• [Extrait du document]
>>>>>

La mort comme personnage
Un des films les plus célèbres de la carrière du cinéaste suédois est sans aucun doute le film The Seventh Seal (Le Septième Sceau). Pour les besoins de l’article, j’ai revu ce film, et il est encore meilleur à la deuxième écoute. Beaucoup des films de Bergman posent plus de questions qu’ils ne donnent de réponses et celui-là ne fait définitivement pas exception. The Seventh Seal raconte l’histoire d’un chevalier revenant des Croisades et il reçoit la visite de la mort « en personne » sur la plage. S’ensuit alors une discussion où le chevalier apprend que c’est son heure, que le trépas a sonné, mais, pour gagner du temps, il décide de le défier aux échecs. Toutes les tactiques sont bonnes pour l’emporter. Dans le film, la mort est personnifiée par un homme arborant une longue cape noire qui couvre tout son corps, sauf son visage qui, lui, est blanc. Métaphore intéressante, on dit souvent qu’on a de la difficulté à voir la mort en face, mais ici, le seul élément qu’on voit de la mort, c’est justement son visage. Étant donné que le personnage principal est un chevalier, on peut logiquement penser de lui qu’il n’a pas peur de la mort, même lorsqu’elle se présente face à lui. Ce film aborde d’autres thématiques que la mort, comme le nihilisme et le « silence de Dieu », ce dernier thème revenant souvent dans les films de Bergman. Sorti en 1957, The Seventh Seal est l’un des plus grands films de tous les temps, très souvent cité, parodié et analysé depuis toutes ces années. Il a établi Ingmar Bergman comme un très grand réalisateur.
Summer Interlude
Ce dernier film est probablement la porte d’entrée dans le cinéma de Bergman, même si ce n’est pas son plus simple : Summer Interlude (1951). Le film raconte l’idylle de deux jeunes adultes à la fin de la vingtaine, idylle qui avait débuté sur une île 13 ans auparavant. La femme est assez indépendante et distante, son métier de ballerine, où elle y connait du succès, accapare beaucoup de son temps, alors que l’homme est peu confiant et peu occupé. Lorsqu’on a vu The Seventh Seal, il est intéressant de voir Summer Interlude, car à un certain moment, on aperçoit, semblable en tout point, le personnage de la mort évoqué dans le paragraphe précédent. La seule différence physique entre les deux (et elle est assez majeure), c’est que la personnification de la mort dans Summer Interlude est interprétée par une femme. Elle porte le même genre de longue cape noire, qui couvre tout le corps sauf le visage. Elle n’a aucune réplique et on l’aperçoit en coup de vent. À peine une minute dans le film, tout au plus. Un accent est tout de même mis, de manière assez subtile, sur l’apparition de ce personnage quelque peu étrange.
Wild Strawberries
Je me permets de glisser un dernier petit mot sur un autre film de Bergman sorti en 1957, la même année que The Seventh Seal, et je parle ici de Wild Strawberries. Le film ne parle pas de la mort en tant que telle, mais il parle de l’existence et des questionnements intérieurs qu’un être humain peut se poser lorsqu’il sent qu’il est proche de la fin. Le film met en scène Victor Sjöström, âgé de 77 ans au moment de tourner le film. C’est son dernier rôle en carrière et il y va d’une performance magnifique.
Bergman a eu une carrière prolifique, lui qui a réalisé au-dessus d’une quarantaine de films, et produit ou scénarisé plusieurs autres. Ce réalisateur mérite grandement d’être célébré et étudié aujourd’hui et pour encore bien des années, puisqu’il aborde des thématiques intemporelles.

<<<<<

• [Exercice] Recopiez tel quel le passage de l'extrait sur les films de Bergman qui va de « Bergman a eu » jusqu'à « des thématiques intemporelles. ». Les données qui suivent forment un matériau à part, sans lien avec l'extrait.

• [Données]
>>>>>

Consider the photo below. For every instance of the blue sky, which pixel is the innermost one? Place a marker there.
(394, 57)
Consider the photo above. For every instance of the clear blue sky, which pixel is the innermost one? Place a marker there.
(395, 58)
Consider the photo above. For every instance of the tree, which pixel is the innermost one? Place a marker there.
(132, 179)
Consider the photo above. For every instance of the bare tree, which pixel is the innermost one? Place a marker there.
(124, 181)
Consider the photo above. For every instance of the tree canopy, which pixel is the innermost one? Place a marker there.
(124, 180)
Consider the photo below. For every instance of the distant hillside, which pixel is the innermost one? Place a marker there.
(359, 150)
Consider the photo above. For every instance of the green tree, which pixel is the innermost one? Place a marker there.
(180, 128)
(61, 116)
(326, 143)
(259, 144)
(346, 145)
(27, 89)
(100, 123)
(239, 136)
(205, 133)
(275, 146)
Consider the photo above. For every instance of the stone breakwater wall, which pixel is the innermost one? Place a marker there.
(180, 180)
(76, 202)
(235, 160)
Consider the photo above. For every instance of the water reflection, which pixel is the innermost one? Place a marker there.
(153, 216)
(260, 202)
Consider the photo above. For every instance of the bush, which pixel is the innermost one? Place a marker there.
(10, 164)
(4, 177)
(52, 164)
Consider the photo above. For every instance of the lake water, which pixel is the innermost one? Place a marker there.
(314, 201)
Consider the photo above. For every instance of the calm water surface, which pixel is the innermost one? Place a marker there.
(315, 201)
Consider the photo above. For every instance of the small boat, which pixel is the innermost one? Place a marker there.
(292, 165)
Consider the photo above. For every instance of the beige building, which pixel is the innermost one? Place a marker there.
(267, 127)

<<<<<

• [Réponse]
Bergman a eu une carrière prolifique, lui qui a réalisé au-dessus d’une quarantaine de films, et produit ou scénarisé plusieurs autres. Ce réalisateur mérite grandement d’être célébré et étudié aujourd’hui et pour encore bien des années, puisqu’il aborde des thématiques intemporelles.